DOCUMENT SECTION

Visit Trollhättan Vänersborg: Wild waterways and peaceful lake lands
By Linnea Dunne | Photos: Visit Trollhättan Vänersborg
“Every day at three o’clock in the summer months, the floodgates open and 300,000 litres of water per second is released. It’s quite spectacular – you just don’t understand how much water that is until you experience it,” says Maria Engström-Weber, CEO of Visit Trollhättan Vänersborg. “People come here to experience this alone.”
The CEO also recalls, with fascination, the moment last summer when an old East India ship turned up to go through the sluice in Trollhättan. “It took some serious measuring to get this old, classic ship up the sluice,” Engström-Weber says. “Everyone was holding their breath!”
Water has always been central to both Trollhättan and Vänersborg. In the case of the latter, an old marketplace, the waterway was key to the shipping and collection of iron found throughout the county, and the long beaches around Vänern – Sweden’s largest lake, technically an inland sea – made it a beneficial place to stay both out of agricultural and safety perspectives. The importance of the lake for the position of Vänersborg, which got its town privileges in 1644, as a meeting point and trading hub cannot be underestimated.

ACTIVITY
Continue the piece about Trollhättan and Vänersborg, starting right after its last sentence.

SOURCE DATA
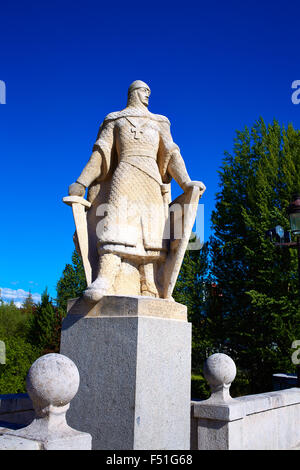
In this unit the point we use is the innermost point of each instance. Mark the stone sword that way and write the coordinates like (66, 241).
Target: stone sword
(79, 213)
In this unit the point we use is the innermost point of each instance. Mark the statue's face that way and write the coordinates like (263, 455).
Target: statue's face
(143, 95)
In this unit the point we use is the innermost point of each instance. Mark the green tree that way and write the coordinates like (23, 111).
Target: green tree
(259, 309)
(45, 325)
(19, 353)
(72, 282)
(28, 305)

OUTPUT
In Trollhättan, it was the narrow water passages of river Göta Älv that eventually led to what was to become the town’s pride, also contributing to its name. These passages caused more than a headache as goods had to be reloaded to continue on land. But it was not until in 1800, after a range of different ideas and more than a few failed attempts, that the first sluice in Trollhättan was completed. The creation was dubbed the world’s eighth wonder and immediately became a popular place to go for a combination of technical enlightenment and a romantic setting. And the name? People thought that there were trolls in the waterfalls, their bonnets (hättor) sticking out like mini islets.
A drink and a swim
Many advancements later, both Trollhättan and Vänersborg still attract visitors thanks to its wild waterways and peaceful lake lands. “I always bring guests in Vänersborg down to the water with wooden cups, because you can actually drink the water and it tastes good!” Engström-Weber enthuses. “A lot of people come here mainly for the peace and quiet though. Vänern has 22,000 islands, so they come with their own boats and are amazed that they end up having an entire island to themselves for a week.”
Vänersborg boasts 100 kilometres of Vänern coastline with everything from sandy beaches with shallow waters to secluded cliffs and flat rocks, but it is not just tourists who benefit from the generous nature. “There are bathing clubs at the Town Hall, so people meet and head down for a dip in the lake on their lunchbreaks,” says Engström-Weber.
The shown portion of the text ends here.